**Dataset entries:**
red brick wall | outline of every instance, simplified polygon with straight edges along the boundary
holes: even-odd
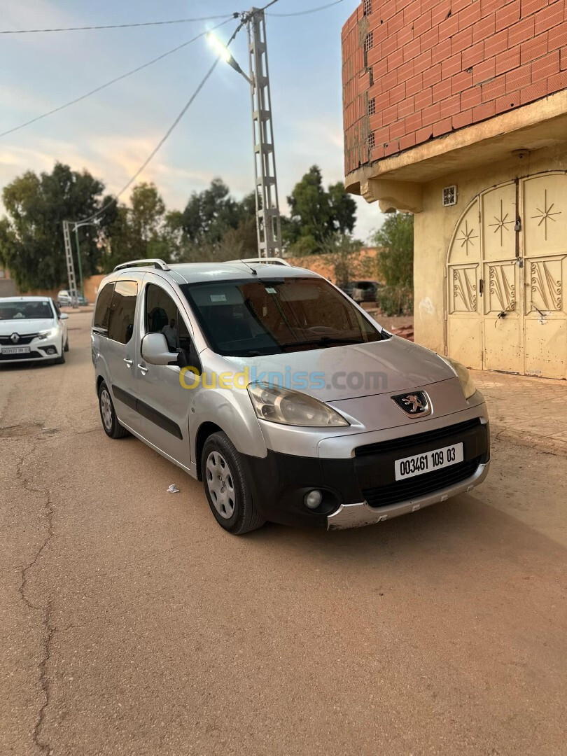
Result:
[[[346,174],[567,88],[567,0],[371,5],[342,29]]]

==

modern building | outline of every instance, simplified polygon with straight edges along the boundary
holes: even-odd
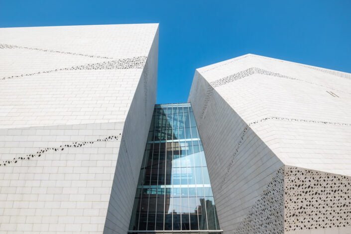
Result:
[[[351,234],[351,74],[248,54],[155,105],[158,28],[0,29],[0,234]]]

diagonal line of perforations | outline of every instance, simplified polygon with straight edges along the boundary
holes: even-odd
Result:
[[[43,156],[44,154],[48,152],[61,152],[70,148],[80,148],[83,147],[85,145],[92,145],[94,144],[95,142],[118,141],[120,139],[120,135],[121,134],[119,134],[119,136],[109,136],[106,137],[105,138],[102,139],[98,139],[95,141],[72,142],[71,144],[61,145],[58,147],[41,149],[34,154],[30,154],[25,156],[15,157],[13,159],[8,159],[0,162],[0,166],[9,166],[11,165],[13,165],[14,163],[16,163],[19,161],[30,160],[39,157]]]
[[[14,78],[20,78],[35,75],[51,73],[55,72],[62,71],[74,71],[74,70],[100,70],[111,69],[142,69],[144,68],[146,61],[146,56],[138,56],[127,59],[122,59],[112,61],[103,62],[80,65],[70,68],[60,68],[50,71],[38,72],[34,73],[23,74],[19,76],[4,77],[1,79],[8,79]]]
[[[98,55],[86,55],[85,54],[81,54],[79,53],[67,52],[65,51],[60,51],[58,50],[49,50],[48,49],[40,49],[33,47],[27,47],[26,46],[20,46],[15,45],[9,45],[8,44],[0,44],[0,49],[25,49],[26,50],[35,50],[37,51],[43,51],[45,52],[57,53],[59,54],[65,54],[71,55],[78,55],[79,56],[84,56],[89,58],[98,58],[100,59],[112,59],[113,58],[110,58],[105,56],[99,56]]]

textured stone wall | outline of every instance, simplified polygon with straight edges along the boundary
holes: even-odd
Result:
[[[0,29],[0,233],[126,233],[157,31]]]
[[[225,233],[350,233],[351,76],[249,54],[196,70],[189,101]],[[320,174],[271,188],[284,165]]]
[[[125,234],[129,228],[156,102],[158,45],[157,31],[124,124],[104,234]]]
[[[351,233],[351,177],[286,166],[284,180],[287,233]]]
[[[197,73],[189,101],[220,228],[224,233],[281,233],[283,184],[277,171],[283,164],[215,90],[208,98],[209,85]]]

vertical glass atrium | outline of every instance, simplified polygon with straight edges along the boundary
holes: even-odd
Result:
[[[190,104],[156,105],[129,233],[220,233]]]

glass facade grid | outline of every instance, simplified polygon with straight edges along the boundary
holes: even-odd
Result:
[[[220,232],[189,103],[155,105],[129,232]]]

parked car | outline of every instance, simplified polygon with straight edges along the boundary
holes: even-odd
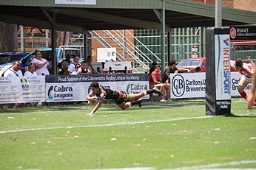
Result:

**What you are asked to do:** Identify every line in the entries above that contains the word "simplified", and copy each of those lines.

**Full response:**
red brick wall | outline of every instance, simplified polygon with straight edges along the boundary
modern building | outline of every instance, simplified polygon with straight edges along the boundary
diagonal line of perforations | outline of every instance, simplified polygon with straight edges along the boundary
textured stone wall | outline of every instance, simplified polygon with straight edges along the boundary
vertical glass atrium | outline of every instance, simplified polygon with straight edges along the boundary
glass facade grid | outline of every instance, simplified polygon with straight edges along the boundary
parked car | outline of every instance, simplified polygon with straight edges along the boundary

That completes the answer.